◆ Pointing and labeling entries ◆
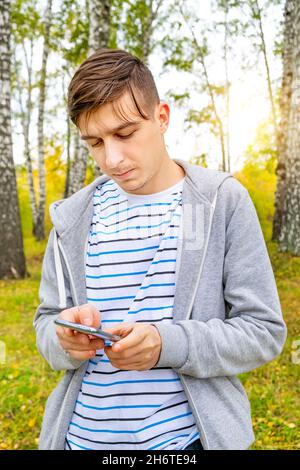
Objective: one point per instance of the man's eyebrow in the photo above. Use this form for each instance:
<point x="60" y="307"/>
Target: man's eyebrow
<point x="112" y="131"/>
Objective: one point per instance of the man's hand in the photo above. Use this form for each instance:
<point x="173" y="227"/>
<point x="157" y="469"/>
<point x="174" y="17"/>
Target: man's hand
<point x="139" y="348"/>
<point x="79" y="345"/>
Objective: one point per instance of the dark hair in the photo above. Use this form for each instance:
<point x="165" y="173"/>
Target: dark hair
<point x="104" y="77"/>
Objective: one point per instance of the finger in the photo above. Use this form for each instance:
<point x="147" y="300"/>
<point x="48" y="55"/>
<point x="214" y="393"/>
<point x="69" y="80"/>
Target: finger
<point x="82" y="343"/>
<point x="134" y="338"/>
<point x="125" y="354"/>
<point x="127" y="366"/>
<point x="82" y="355"/>
<point x="88" y="314"/>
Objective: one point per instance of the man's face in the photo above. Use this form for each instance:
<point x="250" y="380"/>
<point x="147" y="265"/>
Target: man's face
<point x="133" y="156"/>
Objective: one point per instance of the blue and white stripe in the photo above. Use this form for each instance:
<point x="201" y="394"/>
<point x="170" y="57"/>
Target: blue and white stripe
<point x="130" y="276"/>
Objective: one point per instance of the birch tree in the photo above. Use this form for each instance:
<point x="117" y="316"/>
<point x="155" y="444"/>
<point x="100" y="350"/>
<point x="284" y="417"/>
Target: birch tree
<point x="285" y="108"/>
<point x="289" y="235"/>
<point x="39" y="227"/>
<point x="98" y="12"/>
<point x="26" y="30"/>
<point x="12" y="259"/>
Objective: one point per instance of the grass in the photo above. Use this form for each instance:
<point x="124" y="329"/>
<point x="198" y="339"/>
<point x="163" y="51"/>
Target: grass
<point x="26" y="380"/>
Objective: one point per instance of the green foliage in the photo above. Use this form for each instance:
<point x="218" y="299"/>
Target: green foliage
<point x="258" y="175"/>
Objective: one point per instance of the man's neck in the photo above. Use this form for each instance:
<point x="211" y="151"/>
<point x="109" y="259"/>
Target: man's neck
<point x="169" y="174"/>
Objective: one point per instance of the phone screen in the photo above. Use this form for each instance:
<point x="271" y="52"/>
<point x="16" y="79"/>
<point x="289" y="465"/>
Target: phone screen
<point x="89" y="330"/>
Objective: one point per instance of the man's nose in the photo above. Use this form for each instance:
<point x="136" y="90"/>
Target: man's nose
<point x="113" y="155"/>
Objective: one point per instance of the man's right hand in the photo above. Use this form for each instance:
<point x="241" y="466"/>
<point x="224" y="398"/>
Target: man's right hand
<point x="79" y="345"/>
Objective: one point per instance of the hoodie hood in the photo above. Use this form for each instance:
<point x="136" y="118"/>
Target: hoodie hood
<point x="66" y="213"/>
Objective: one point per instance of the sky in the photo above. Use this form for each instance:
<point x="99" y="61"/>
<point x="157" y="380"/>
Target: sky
<point x="248" y="100"/>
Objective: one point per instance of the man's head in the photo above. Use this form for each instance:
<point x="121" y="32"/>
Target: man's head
<point x="114" y="102"/>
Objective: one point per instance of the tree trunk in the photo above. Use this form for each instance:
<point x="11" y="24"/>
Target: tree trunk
<point x="99" y="33"/>
<point x="39" y="228"/>
<point x="12" y="259"/>
<point x="26" y="114"/>
<point x="289" y="236"/>
<point x="285" y="106"/>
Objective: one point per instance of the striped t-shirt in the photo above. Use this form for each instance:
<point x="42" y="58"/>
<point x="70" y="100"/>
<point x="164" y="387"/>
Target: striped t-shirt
<point x="130" y="277"/>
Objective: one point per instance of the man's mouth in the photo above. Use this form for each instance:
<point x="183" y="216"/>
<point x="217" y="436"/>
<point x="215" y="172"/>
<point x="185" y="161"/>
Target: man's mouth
<point x="124" y="174"/>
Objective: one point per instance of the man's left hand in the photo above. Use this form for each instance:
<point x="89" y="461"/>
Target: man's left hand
<point x="139" y="348"/>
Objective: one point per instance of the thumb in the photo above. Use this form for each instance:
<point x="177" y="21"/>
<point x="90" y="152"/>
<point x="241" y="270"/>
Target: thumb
<point x="89" y="316"/>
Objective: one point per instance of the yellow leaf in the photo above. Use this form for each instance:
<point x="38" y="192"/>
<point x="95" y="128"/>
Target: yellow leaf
<point x="291" y="425"/>
<point x="31" y="422"/>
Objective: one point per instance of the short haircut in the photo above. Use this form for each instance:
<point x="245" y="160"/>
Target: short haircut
<point x="104" y="77"/>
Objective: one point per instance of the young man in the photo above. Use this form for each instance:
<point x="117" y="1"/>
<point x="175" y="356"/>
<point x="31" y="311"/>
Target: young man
<point x="170" y="257"/>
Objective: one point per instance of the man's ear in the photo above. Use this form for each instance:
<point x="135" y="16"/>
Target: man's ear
<point x="164" y="116"/>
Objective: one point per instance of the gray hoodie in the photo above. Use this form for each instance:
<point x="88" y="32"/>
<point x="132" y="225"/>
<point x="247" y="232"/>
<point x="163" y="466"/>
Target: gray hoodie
<point x="227" y="315"/>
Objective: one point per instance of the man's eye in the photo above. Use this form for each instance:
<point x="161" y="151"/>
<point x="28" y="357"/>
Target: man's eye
<point x="126" y="136"/>
<point x="97" y="144"/>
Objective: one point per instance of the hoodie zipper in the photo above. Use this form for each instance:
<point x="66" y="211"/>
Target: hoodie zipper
<point x="212" y="209"/>
<point x="203" y="434"/>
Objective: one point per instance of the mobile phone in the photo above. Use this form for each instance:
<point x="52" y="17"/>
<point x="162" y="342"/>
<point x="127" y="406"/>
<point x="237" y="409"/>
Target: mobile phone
<point x="88" y="330"/>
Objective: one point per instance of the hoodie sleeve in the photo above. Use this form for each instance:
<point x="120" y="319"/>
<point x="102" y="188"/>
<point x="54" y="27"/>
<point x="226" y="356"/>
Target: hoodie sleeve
<point x="253" y="331"/>
<point x="46" y="339"/>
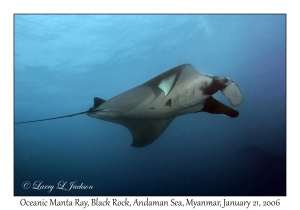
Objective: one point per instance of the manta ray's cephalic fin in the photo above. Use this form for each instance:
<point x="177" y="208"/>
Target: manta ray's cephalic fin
<point x="214" y="106"/>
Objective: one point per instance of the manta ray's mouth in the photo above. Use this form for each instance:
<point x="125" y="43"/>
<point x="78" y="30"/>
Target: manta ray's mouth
<point x="104" y="112"/>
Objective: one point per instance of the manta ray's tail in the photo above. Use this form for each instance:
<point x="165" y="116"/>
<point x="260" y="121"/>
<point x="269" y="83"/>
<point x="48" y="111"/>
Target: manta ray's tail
<point x="97" y="102"/>
<point x="71" y="115"/>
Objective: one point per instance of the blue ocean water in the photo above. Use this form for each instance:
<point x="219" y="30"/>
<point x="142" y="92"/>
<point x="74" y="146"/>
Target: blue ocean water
<point x="61" y="62"/>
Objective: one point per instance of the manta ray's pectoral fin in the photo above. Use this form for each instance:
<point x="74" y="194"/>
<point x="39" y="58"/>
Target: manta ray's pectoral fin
<point x="214" y="106"/>
<point x="144" y="132"/>
<point x="97" y="102"/>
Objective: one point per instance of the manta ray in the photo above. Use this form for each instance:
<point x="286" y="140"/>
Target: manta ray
<point x="148" y="109"/>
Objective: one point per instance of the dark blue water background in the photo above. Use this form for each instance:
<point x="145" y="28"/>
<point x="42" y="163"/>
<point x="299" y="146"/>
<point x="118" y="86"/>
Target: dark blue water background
<point x="63" y="61"/>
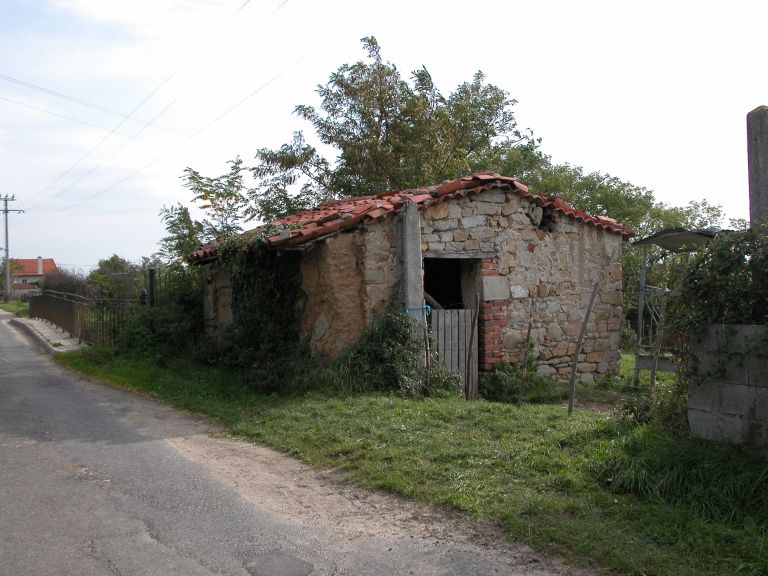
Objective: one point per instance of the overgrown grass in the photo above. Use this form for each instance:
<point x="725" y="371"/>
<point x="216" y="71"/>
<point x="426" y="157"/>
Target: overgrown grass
<point x="16" y="307"/>
<point x="626" y="498"/>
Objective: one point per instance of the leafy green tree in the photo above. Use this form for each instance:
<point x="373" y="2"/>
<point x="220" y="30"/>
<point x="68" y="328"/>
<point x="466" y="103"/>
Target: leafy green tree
<point x="117" y="278"/>
<point x="222" y="198"/>
<point x="387" y="134"/>
<point x="183" y="234"/>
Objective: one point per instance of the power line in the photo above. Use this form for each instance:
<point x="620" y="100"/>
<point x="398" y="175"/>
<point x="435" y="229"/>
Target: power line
<point x="5" y="199"/>
<point x="83" y="122"/>
<point x="210" y="123"/>
<point x="77" y="101"/>
<point x="105" y="160"/>
<point x="194" y="134"/>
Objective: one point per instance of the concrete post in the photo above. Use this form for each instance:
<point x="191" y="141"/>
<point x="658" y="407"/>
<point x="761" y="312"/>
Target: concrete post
<point x="757" y="154"/>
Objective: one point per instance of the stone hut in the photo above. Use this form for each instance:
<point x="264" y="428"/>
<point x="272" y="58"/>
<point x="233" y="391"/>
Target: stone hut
<point x="482" y="242"/>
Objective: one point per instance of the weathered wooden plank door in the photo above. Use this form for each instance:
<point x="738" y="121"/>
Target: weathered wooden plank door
<point x="456" y="344"/>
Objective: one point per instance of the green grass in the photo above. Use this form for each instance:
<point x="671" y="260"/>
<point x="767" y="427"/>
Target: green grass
<point x="549" y="479"/>
<point x="16" y="307"/>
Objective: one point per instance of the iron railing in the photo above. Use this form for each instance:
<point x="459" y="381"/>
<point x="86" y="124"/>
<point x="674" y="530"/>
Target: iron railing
<point x="94" y="321"/>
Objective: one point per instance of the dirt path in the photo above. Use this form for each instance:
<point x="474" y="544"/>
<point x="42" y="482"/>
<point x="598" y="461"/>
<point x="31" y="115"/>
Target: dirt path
<point x="287" y="487"/>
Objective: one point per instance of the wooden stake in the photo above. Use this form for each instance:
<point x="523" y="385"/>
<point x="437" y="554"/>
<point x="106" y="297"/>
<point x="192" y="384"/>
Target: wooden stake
<point x="572" y="395"/>
<point x="524" y="379"/>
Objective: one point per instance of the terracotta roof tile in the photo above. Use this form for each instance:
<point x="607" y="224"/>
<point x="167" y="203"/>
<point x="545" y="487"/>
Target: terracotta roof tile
<point x="331" y="217"/>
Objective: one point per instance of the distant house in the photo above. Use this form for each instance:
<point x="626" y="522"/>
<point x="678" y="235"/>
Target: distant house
<point x="26" y="274"/>
<point x="482" y="244"/>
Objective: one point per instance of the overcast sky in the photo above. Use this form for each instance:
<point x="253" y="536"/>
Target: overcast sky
<point x="103" y="103"/>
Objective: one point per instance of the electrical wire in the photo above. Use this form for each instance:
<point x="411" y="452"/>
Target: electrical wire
<point x="78" y="101"/>
<point x="72" y="119"/>
<point x="206" y="126"/>
<point x="137" y="107"/>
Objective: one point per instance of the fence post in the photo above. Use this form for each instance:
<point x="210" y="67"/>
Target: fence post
<point x="152" y="272"/>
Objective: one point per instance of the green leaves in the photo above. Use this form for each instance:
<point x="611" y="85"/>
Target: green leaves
<point x="385" y="134"/>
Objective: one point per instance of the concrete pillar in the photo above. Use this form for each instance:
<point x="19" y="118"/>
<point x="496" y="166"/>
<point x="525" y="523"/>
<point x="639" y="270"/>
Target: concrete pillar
<point x="757" y="154"/>
<point x="410" y="251"/>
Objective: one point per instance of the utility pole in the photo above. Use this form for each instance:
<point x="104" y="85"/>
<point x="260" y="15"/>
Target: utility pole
<point x="5" y="199"/>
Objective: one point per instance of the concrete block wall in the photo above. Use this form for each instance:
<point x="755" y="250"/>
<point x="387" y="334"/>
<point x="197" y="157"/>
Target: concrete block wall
<point x="728" y="388"/>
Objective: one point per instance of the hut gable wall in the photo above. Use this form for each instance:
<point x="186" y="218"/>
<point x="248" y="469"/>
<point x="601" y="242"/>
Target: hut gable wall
<point x="346" y="279"/>
<point x="526" y="254"/>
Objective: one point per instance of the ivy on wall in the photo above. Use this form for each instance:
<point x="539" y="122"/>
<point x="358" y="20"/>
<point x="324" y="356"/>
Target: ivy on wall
<point x="726" y="283"/>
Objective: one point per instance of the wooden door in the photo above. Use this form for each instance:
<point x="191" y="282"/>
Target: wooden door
<point x="455" y="340"/>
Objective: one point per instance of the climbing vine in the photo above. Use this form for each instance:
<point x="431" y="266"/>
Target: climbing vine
<point x="726" y="283"/>
<point x="266" y="300"/>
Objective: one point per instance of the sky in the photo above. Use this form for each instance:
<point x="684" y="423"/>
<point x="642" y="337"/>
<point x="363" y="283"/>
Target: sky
<point x="104" y="103"/>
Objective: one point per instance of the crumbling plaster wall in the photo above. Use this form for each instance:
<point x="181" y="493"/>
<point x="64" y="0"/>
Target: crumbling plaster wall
<point x="217" y="300"/>
<point x="346" y="279"/>
<point x="520" y="262"/>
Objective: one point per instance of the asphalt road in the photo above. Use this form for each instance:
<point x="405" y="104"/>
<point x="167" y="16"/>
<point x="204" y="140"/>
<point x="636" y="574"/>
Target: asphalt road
<point x="91" y="485"/>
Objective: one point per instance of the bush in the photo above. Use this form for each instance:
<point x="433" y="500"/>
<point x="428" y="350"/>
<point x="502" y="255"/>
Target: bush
<point x="503" y="384"/>
<point x="389" y="357"/>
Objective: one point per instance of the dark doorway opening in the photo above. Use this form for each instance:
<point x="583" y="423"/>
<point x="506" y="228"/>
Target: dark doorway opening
<point x="452" y="282"/>
<point x="442" y="281"/>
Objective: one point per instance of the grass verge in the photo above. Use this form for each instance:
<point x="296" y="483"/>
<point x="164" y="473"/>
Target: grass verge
<point x="564" y="485"/>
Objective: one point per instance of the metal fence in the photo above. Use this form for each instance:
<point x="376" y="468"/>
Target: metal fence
<point x="95" y="321"/>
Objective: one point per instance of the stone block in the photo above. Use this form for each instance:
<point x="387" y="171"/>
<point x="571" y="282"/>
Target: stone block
<point x="554" y="332"/>
<point x="454" y="210"/>
<point x="472" y="221"/>
<point x="519" y="291"/>
<point x="494" y="195"/>
<point x="508" y="209"/>
<point x="447" y="224"/>
<point x="495" y="288"/>
<point x="460" y="235"/>
<point x="487" y="209"/>
<point x="438" y="211"/>
<point x="572" y="330"/>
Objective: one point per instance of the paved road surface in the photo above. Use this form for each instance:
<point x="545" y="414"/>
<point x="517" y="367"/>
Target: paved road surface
<point x="90" y="484"/>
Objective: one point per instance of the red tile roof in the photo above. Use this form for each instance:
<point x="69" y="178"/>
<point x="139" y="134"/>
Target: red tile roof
<point x="331" y="217"/>
<point x="28" y="266"/>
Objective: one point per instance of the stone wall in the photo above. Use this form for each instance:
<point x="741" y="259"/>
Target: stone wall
<point x="527" y="255"/>
<point x="347" y="278"/>
<point x="728" y="385"/>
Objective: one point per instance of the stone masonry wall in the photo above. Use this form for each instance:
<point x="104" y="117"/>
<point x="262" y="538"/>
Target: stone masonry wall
<point x="728" y="388"/>
<point x="554" y="265"/>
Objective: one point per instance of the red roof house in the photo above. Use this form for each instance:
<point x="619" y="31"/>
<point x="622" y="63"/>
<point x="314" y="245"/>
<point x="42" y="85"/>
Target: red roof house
<point x="482" y="243"/>
<point x="26" y="273"/>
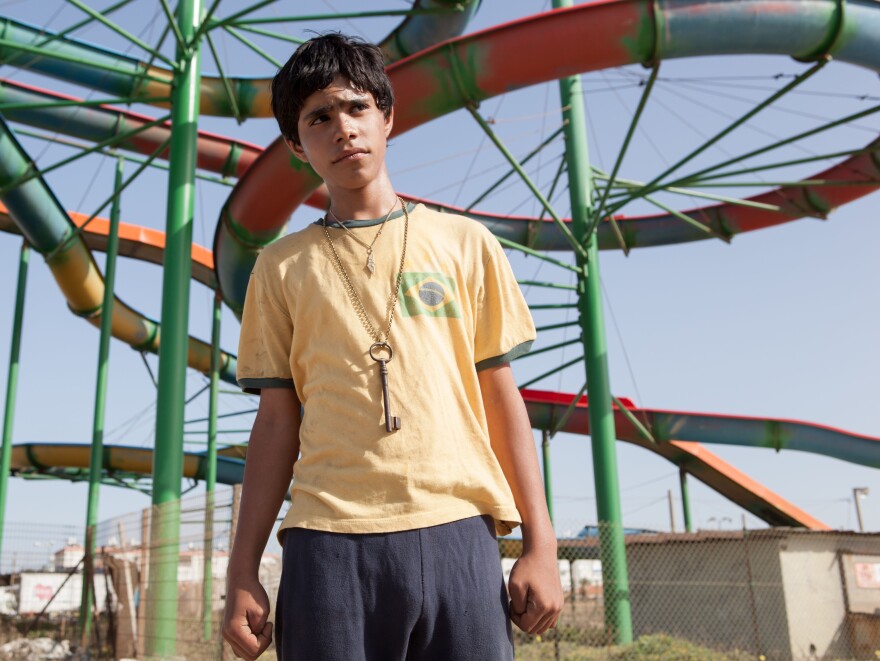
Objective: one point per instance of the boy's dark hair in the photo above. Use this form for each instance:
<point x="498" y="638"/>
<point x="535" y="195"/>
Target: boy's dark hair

◆ SHORT TASK ◆
Starting from the line where "Objective: one point per instance of the stone masonry" appears, copy every line through the end of the material, both ends included, but no pictures.

◆ RESULT ◆
Objective: one point per instance of the stone masonry wall in the photo above. Use this form for each instance:
<point x="104" y="117"/>
<point x="262" y="538"/>
Target: stone masonry wall
<point x="728" y="388"/>
<point x="554" y="265"/>
Objective: one point per instance of the red roof house in the photo above. Use this form for each instance:
<point x="619" y="31"/>
<point x="622" y="63"/>
<point x="314" y="245"/>
<point x="42" y="85"/>
Target: red roof house
<point x="482" y="243"/>
<point x="26" y="273"/>
Objective: one point per instance of the boy's dark hair in the photo above. Use this form for each instance:
<point x="498" y="638"/>
<point x="535" y="195"/>
Target: boy's dark hair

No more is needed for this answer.